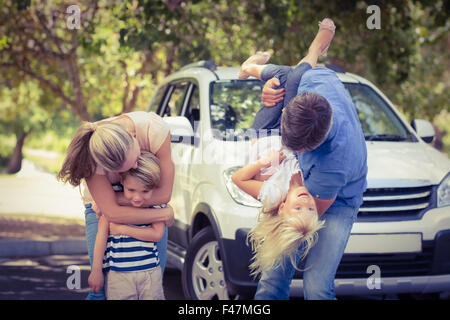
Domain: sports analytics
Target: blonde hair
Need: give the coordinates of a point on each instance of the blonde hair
(277, 237)
(105, 144)
(147, 171)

# # # # # # #

**DESCRIPTION OF THE TASK**
Reproduce every line of the items above word for word, but leave out the pictures.

**SOLUTION**
Domain: sports analytics
Target: blonde hair
Need: give the coordinates of a point on each instance of the blonde hair
(277, 237)
(105, 144)
(147, 171)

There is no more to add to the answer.